─── LISTED ENTRIES

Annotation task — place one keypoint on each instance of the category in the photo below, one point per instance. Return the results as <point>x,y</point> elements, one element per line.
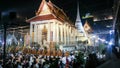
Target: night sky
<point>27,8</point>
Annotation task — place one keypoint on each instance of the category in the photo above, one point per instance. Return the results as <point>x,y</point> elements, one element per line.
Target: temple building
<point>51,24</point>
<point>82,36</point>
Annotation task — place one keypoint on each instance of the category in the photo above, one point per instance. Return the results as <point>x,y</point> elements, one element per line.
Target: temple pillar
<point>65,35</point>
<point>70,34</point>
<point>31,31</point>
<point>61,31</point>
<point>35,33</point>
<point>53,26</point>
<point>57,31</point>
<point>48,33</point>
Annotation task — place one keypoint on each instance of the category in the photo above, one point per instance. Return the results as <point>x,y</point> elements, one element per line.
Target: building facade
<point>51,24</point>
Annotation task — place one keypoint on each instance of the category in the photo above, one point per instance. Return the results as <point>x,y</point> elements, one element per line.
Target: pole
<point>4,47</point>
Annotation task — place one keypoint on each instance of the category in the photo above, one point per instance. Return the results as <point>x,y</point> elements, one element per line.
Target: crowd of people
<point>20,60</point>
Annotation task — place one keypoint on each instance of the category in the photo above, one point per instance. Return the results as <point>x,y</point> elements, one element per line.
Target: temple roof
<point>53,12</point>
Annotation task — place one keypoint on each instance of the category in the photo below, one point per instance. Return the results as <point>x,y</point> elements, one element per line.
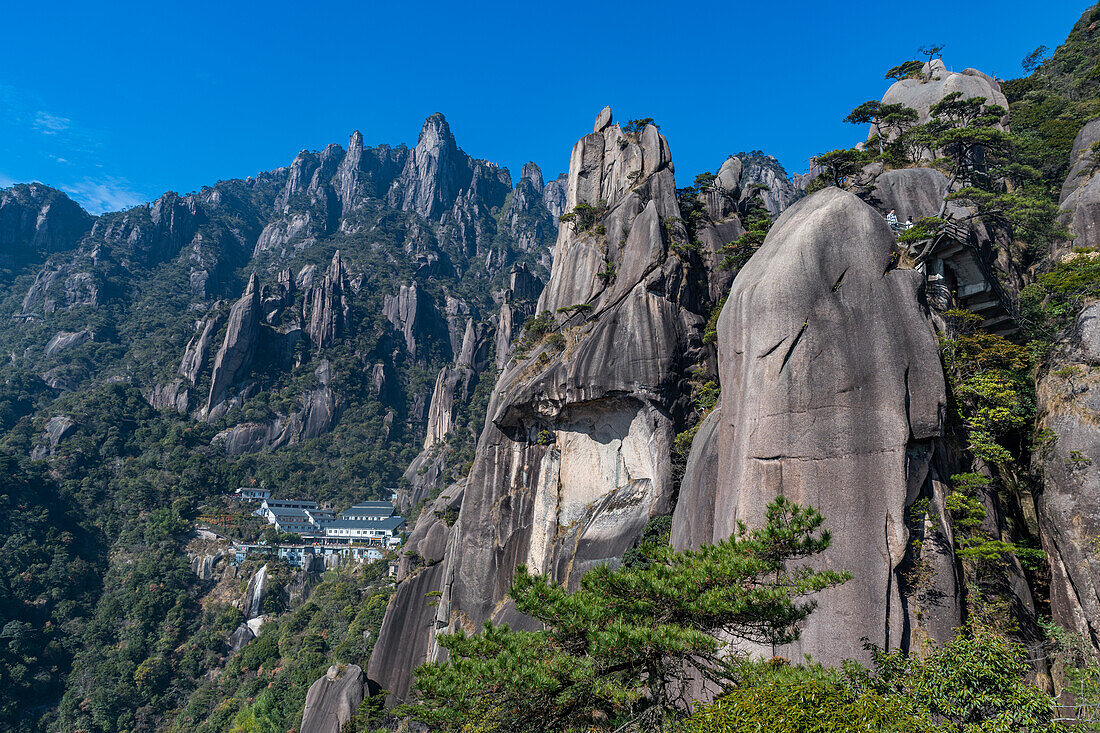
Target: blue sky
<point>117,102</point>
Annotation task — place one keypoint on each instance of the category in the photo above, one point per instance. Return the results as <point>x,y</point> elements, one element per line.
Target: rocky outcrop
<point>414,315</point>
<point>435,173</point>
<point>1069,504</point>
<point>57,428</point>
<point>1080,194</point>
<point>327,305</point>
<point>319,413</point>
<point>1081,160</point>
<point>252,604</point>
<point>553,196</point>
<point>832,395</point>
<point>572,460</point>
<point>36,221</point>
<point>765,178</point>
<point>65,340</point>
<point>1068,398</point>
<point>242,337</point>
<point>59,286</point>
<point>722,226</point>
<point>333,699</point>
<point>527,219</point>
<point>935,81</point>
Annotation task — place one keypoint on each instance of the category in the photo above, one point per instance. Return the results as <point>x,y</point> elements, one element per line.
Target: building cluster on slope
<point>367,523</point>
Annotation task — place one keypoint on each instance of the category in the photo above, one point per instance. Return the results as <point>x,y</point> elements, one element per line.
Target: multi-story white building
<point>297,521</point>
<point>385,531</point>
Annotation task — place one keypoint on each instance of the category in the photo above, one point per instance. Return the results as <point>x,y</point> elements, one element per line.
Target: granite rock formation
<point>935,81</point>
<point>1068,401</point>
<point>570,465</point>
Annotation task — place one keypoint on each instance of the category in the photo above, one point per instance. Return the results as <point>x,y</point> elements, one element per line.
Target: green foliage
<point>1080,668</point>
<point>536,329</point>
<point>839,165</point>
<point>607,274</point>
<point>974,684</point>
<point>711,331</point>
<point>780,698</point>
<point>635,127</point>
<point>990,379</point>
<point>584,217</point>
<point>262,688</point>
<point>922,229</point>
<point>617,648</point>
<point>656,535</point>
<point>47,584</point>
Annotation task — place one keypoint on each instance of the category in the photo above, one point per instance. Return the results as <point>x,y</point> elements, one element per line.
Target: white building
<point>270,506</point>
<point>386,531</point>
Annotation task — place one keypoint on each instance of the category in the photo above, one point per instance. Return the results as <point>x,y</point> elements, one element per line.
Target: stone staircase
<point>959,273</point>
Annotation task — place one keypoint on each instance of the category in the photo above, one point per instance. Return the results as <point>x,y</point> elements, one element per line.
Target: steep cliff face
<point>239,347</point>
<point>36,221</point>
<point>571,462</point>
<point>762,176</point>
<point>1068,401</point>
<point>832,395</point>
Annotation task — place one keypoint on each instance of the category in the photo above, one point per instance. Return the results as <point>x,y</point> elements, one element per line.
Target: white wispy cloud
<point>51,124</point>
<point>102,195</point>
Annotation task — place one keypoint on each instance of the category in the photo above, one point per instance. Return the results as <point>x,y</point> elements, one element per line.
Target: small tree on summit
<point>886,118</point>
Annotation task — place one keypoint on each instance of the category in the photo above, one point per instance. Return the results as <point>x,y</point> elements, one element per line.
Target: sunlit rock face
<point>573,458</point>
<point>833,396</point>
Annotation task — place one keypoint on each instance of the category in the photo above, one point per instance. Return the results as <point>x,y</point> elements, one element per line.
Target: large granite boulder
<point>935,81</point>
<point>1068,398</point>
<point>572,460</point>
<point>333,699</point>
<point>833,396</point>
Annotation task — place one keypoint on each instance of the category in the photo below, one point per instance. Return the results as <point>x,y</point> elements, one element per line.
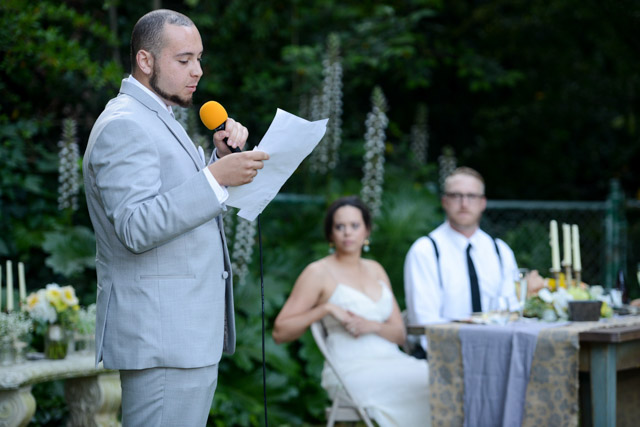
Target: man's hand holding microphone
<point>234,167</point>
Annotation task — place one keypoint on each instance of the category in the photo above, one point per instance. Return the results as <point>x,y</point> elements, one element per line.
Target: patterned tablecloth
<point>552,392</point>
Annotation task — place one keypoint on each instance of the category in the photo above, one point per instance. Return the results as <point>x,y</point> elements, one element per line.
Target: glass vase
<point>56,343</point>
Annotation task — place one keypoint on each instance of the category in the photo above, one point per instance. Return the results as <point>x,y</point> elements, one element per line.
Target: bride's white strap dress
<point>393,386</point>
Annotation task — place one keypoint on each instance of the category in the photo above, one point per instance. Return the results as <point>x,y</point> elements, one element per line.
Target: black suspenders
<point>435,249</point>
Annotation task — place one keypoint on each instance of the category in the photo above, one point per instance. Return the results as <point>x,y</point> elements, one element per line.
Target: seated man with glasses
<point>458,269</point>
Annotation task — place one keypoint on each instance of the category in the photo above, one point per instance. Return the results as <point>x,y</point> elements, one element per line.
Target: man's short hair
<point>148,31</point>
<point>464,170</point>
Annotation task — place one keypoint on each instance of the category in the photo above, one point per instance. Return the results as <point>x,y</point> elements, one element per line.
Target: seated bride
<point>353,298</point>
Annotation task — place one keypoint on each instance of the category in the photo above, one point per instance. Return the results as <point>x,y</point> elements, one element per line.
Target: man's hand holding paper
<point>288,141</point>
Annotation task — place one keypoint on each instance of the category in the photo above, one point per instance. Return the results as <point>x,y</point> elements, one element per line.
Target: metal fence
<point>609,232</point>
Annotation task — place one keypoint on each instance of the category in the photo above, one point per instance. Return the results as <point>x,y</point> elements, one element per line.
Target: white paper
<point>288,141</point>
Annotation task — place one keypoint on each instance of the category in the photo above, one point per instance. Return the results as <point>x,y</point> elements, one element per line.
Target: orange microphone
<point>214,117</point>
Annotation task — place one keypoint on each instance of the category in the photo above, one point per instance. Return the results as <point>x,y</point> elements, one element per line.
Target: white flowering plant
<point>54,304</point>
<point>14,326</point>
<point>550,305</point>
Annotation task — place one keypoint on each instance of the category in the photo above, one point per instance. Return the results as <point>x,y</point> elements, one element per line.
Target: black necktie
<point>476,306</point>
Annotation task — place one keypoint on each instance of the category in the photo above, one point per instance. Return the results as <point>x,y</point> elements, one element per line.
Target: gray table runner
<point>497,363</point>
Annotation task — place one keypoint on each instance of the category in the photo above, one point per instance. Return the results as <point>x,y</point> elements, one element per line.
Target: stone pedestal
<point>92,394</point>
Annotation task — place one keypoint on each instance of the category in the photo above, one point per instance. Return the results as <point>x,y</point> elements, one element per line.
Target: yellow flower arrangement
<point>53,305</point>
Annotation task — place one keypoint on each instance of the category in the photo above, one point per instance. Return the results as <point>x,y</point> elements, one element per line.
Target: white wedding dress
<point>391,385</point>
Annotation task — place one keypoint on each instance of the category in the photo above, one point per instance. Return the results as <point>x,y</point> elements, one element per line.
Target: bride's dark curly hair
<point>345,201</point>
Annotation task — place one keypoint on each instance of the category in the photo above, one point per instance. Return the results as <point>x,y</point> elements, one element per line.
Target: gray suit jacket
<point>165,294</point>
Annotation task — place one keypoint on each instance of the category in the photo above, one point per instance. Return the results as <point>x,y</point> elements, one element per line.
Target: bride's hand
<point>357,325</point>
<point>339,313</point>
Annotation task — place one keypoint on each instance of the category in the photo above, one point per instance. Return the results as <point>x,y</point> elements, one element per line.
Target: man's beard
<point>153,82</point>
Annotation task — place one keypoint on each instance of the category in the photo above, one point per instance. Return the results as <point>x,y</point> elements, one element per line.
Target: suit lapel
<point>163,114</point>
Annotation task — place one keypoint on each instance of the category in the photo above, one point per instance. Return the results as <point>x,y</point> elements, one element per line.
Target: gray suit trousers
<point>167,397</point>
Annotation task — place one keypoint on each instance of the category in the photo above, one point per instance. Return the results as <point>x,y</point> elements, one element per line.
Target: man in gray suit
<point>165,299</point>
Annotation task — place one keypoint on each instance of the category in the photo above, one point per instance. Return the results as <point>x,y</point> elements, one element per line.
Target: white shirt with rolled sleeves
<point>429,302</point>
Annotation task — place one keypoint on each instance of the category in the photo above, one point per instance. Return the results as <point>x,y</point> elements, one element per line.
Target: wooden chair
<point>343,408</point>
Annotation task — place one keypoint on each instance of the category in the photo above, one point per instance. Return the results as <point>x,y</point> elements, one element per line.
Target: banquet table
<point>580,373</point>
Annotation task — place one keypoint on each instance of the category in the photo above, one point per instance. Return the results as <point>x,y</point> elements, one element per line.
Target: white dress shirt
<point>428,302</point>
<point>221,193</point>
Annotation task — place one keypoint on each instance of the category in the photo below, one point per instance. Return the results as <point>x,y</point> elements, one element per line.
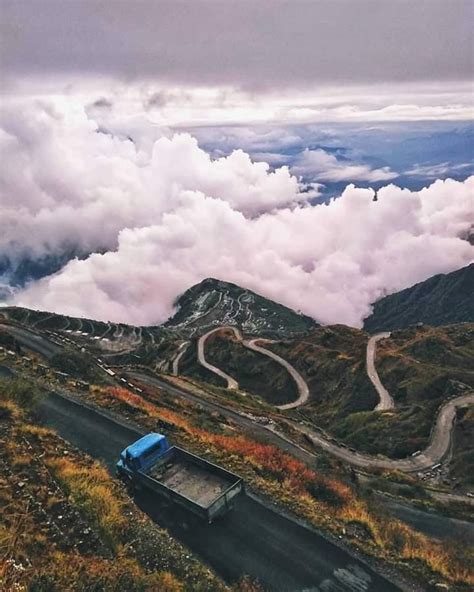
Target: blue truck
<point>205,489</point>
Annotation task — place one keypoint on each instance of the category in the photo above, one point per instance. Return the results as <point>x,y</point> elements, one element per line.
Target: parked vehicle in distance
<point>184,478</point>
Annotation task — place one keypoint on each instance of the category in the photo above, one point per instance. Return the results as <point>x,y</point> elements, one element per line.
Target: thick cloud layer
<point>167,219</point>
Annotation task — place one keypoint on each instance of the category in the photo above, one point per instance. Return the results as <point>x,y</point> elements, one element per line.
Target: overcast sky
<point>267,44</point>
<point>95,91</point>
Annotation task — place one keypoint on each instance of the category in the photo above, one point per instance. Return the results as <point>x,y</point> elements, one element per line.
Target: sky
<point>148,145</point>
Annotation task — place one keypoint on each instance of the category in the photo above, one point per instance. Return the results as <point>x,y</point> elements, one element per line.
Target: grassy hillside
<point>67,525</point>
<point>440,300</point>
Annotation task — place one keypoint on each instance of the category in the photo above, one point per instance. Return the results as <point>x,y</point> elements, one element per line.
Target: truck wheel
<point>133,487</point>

──────

| REQUIREMENTS |
Pick out every line of the records above that contains the string "suit", and copy each one. Case counts.

| RESULT FOR THIS EXERCISE |
Target: gray suit jacket
Target: suit lapel
Target: gray suit trousers
Target: man in gray suit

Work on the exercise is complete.